> [EXERCISE BRIEF]: Look through the data below for the line with "Query: building facade" and the line with "Point to the ice floe", then output those two and all lines in between, exactly as written.

___ DATA RECORDS ___

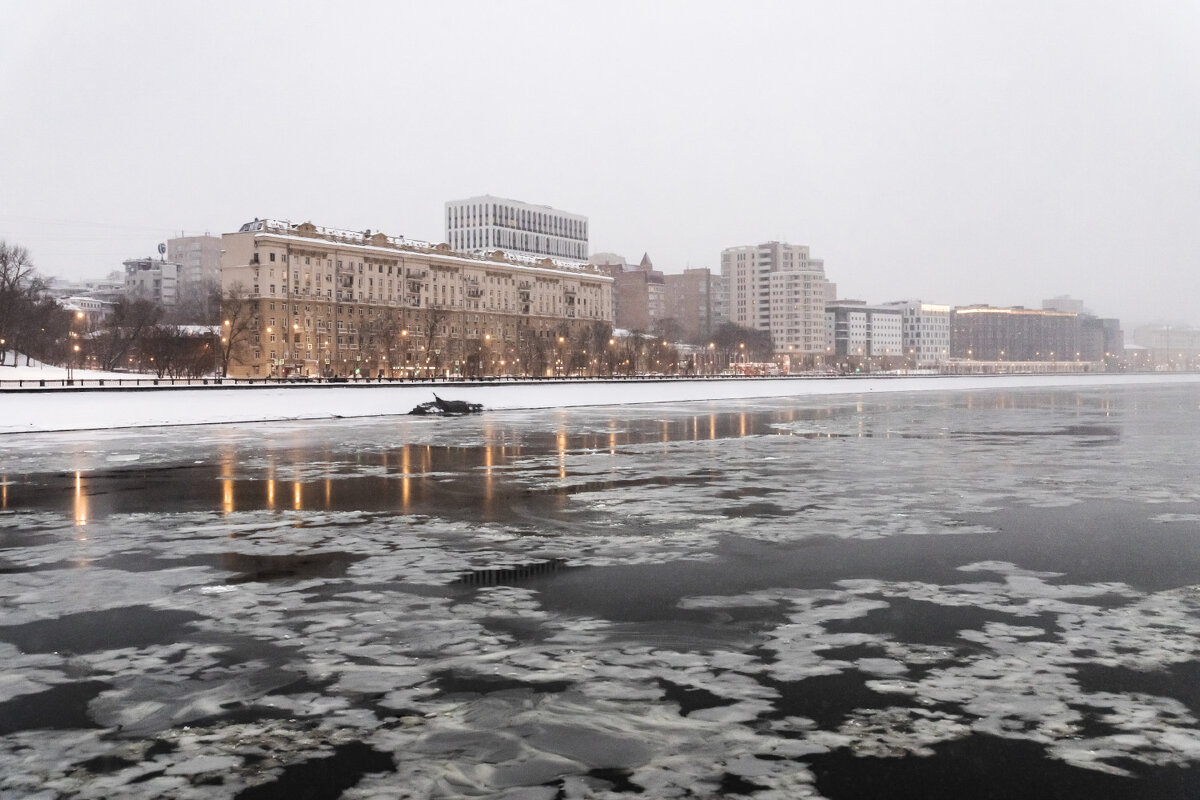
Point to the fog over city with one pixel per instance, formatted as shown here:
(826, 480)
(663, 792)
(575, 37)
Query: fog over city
(960, 152)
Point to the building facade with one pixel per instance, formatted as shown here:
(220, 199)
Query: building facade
(1168, 347)
(153, 280)
(861, 332)
(486, 223)
(779, 288)
(925, 332)
(690, 301)
(988, 334)
(198, 259)
(336, 302)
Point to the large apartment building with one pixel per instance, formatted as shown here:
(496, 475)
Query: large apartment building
(339, 302)
(988, 334)
(693, 301)
(779, 288)
(486, 223)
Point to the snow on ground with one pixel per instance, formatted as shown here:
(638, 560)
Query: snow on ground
(107, 407)
(15, 367)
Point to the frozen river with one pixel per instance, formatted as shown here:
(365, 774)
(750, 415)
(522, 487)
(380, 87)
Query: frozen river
(985, 594)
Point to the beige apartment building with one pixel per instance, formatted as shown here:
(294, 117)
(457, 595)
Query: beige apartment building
(321, 301)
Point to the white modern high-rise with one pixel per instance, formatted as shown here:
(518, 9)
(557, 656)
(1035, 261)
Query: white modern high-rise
(857, 331)
(486, 223)
(778, 288)
(198, 258)
(925, 331)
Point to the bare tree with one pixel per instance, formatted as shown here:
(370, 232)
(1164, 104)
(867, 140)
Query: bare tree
(16, 276)
(238, 325)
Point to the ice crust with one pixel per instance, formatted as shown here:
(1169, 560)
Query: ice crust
(496, 691)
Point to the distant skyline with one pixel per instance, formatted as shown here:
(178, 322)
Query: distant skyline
(960, 152)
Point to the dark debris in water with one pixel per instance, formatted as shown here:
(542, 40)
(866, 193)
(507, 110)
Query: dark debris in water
(323, 779)
(514, 575)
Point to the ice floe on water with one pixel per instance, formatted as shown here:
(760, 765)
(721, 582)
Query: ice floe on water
(670, 602)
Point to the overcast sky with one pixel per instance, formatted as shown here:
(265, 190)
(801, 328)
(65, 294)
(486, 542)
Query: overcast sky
(961, 152)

___

> [RESPONSE]:
Query: building facade
(1168, 347)
(153, 280)
(861, 332)
(486, 223)
(779, 288)
(925, 332)
(690, 301)
(988, 334)
(198, 259)
(336, 302)
Point to the large apartment building with one pixel per instance, formatted as shown here:
(496, 475)
Query: large apartment building
(339, 302)
(988, 334)
(693, 301)
(779, 288)
(486, 223)
Point to the snow on ground with one pixel per instance, formatted as shown here:
(638, 560)
Query: snow on ground
(107, 407)
(15, 367)
Point to the frozen river with one pixel per instance, formatted as shown here:
(365, 774)
(750, 415)
(522, 487)
(380, 87)
Query: frozen river
(985, 594)
Point to the beige apartment building with one pixel per instance, formatted as shown here:
(294, 117)
(457, 595)
Query: beige apartment building
(321, 301)
Point to the white modern high-rise with one pixel per instance, formatted as shown here:
(518, 9)
(557, 656)
(1035, 261)
Query: white modern high-rise
(857, 331)
(486, 223)
(778, 288)
(198, 258)
(925, 331)
Point to the bare tree with one pixel per instance, formatted as shown here:
(370, 232)
(1164, 104)
(867, 140)
Query: bare tree
(16, 276)
(238, 325)
Point to the ice crust with one pixel per instance, formatted as shown here:
(1169, 560)
Query: ice crust
(496, 691)
Point to the distant skyline with one pixel per instance, formatted as shown here:
(178, 322)
Query: distant skyline
(960, 152)
Point to the dark debris in water with one pixel per instance, formatted as shown here:
(542, 40)
(866, 193)
(507, 110)
Query: dark debris in water
(323, 779)
(514, 575)
Point to the ice floe on water with one pixel per instance, formatted as shown here:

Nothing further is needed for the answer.